▸ **Task to carry out**: Recast the items as a JSON array of strings, one string per line with blank lines omitted, starting at the line that contains "clear blue sky." and ending with the final line of the items. Exclude the pictures from the output.

▸ **Provided data**:
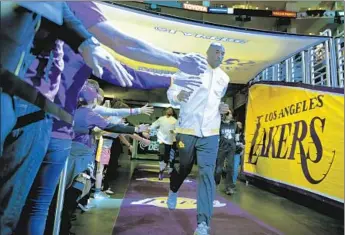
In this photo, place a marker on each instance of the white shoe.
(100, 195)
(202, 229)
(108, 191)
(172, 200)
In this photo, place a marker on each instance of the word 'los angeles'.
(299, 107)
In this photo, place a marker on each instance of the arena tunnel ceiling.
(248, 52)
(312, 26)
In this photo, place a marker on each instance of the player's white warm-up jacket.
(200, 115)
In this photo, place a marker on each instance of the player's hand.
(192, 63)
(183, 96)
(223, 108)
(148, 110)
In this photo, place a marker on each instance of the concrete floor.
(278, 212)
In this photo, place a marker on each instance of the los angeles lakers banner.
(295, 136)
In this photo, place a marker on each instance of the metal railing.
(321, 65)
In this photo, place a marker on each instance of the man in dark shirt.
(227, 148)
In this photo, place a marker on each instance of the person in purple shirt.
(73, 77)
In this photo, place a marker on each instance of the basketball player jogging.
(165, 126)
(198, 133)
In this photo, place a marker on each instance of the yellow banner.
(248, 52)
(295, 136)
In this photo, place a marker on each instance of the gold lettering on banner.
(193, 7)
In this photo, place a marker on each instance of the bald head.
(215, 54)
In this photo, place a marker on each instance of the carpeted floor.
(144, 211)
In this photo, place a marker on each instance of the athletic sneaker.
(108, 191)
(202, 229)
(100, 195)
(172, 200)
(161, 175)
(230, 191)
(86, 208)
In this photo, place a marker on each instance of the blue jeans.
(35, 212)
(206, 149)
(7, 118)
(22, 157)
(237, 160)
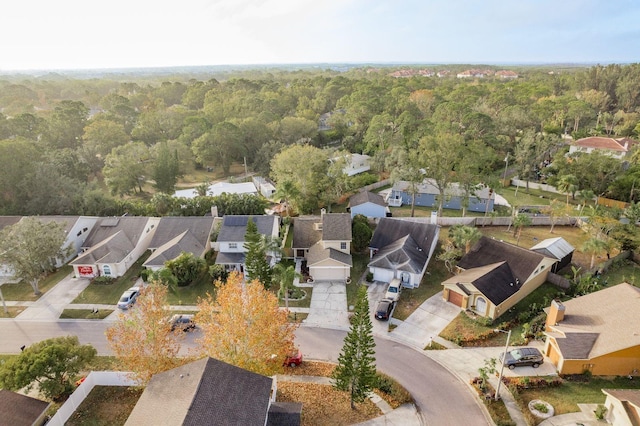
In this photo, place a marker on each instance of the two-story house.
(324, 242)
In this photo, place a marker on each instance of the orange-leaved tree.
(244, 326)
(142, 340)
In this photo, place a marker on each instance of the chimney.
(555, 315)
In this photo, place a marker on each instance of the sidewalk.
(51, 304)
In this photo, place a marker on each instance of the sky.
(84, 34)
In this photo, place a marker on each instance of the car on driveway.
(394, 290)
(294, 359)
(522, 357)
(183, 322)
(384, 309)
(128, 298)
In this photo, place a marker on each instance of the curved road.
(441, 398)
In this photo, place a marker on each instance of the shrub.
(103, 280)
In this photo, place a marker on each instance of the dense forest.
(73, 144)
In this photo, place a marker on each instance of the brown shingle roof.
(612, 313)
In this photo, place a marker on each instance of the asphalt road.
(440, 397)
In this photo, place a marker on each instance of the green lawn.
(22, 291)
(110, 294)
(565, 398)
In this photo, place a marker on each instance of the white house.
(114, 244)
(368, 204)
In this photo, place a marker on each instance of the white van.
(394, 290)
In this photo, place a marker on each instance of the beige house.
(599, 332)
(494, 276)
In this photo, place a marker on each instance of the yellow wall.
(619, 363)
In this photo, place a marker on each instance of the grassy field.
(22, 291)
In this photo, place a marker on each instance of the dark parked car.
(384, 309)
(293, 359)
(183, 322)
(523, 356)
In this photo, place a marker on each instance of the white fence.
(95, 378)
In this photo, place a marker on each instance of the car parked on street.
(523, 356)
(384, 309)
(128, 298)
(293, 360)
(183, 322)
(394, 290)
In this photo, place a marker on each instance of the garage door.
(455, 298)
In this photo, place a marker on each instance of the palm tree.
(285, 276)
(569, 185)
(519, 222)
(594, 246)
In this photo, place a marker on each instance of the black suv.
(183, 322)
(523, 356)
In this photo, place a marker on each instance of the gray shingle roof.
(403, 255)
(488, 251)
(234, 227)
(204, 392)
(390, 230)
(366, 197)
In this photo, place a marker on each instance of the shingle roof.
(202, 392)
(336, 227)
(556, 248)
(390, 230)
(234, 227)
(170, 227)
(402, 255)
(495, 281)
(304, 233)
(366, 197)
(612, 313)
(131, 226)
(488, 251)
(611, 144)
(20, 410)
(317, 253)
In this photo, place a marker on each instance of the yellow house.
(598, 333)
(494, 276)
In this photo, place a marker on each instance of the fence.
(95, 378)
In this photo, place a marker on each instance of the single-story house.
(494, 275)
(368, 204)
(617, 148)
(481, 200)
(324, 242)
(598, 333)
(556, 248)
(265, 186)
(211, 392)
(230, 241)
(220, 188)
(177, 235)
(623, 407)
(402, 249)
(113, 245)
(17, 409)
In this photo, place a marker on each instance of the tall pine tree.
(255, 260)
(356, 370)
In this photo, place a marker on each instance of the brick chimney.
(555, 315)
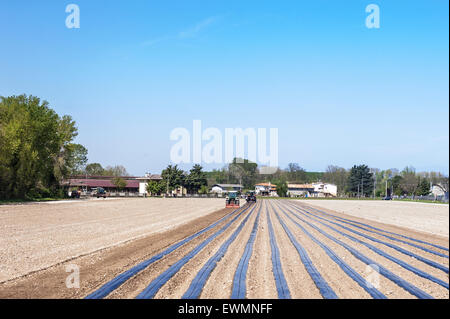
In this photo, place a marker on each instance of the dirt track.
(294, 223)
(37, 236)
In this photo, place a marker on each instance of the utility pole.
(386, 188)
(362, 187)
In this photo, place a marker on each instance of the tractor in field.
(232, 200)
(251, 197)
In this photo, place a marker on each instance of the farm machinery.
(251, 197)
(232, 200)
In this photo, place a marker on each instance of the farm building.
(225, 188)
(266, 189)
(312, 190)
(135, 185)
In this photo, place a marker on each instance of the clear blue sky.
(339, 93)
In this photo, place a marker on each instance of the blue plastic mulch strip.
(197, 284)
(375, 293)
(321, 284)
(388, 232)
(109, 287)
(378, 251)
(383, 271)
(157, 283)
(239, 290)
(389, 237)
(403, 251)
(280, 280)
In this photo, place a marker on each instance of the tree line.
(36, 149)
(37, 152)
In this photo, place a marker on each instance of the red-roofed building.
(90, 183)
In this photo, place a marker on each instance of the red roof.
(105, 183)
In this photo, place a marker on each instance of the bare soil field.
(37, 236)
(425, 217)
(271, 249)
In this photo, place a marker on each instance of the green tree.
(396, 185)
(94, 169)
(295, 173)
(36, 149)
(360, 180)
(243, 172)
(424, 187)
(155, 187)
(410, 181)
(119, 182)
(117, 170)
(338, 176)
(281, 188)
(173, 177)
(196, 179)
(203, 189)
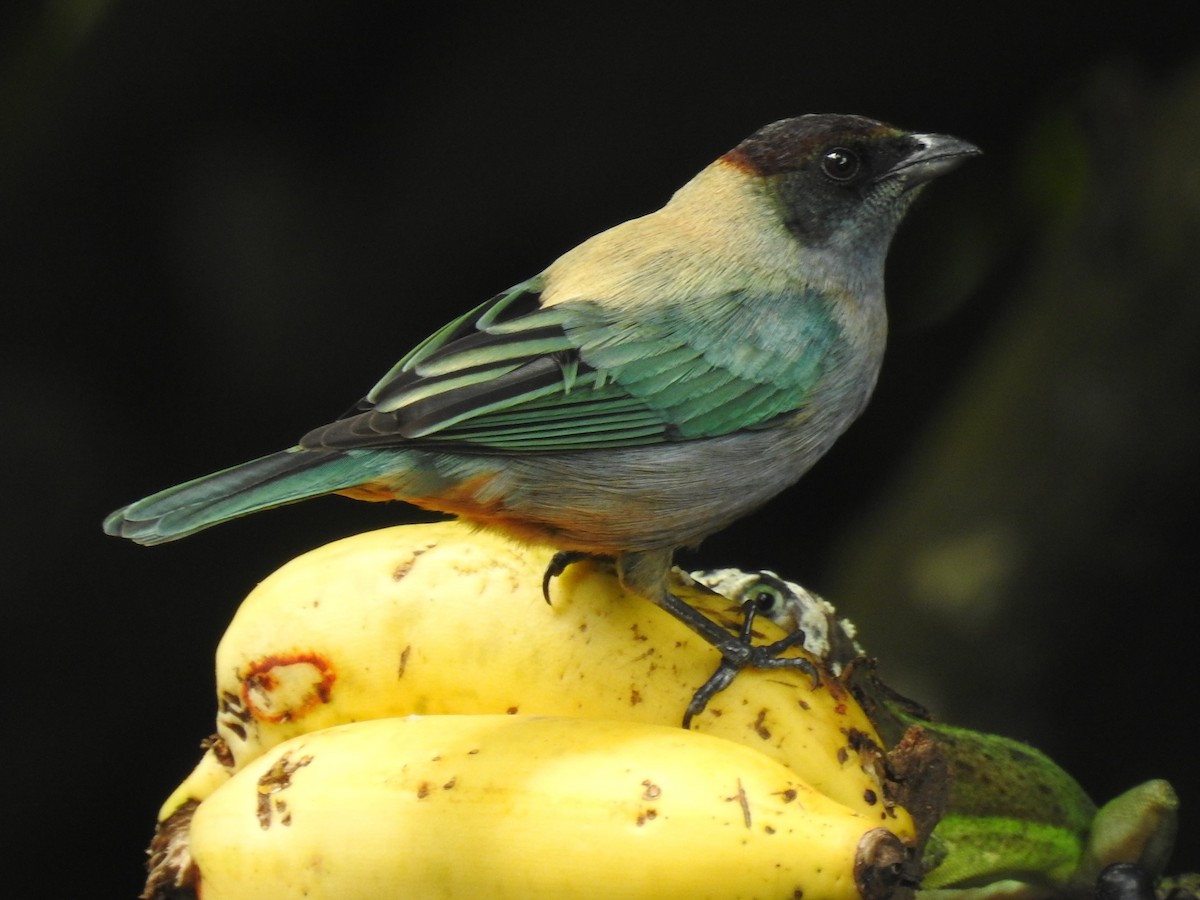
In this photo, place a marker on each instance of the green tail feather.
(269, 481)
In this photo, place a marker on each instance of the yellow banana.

▸ **Exercise output**:
[
  "In this photo, place a marker on each instance of the clear blue sky.",
  "(339, 93)",
  "In this photo, place a marker on each instance of the blue plastic mulch strip.",
  "(197, 284)",
  "(375, 293)",
  "(321, 284)",
  "(388, 232)",
  "(109, 287)",
  "(378, 251)",
  "(383, 271)",
  "(157, 283)",
  "(239, 290)",
  "(389, 237)",
  "(403, 251)",
  "(280, 280)",
  "In this photo, place a marker on each instance of the tree line.",
  "(36, 149)",
  "(37, 152)",
  "In this photo, place a marker on each instance of the red-roofed building.",
  "(90, 183)",
  "In this photo, place a marker on each instance of the red roof.",
  "(105, 183)",
  "In this photo, place a marker on each instance of the bare soil field.",
  "(37, 236)",
  "(425, 217)",
  "(271, 249)",
  "In this photo, place a marker on each instance of the green tree.",
  "(396, 185)",
  "(94, 169)",
  "(295, 173)",
  "(36, 149)",
  "(360, 180)",
  "(243, 172)",
  "(424, 187)",
  "(155, 187)",
  "(410, 181)",
  "(119, 182)",
  "(117, 170)",
  "(338, 176)",
  "(281, 188)",
  "(173, 177)",
  "(196, 179)",
  "(203, 189)",
  "In this photo, place a marker on each instance of the green tail feather.",
  "(269, 481)",
  "In this photo, place a marker on each instance of the yellow banana."
]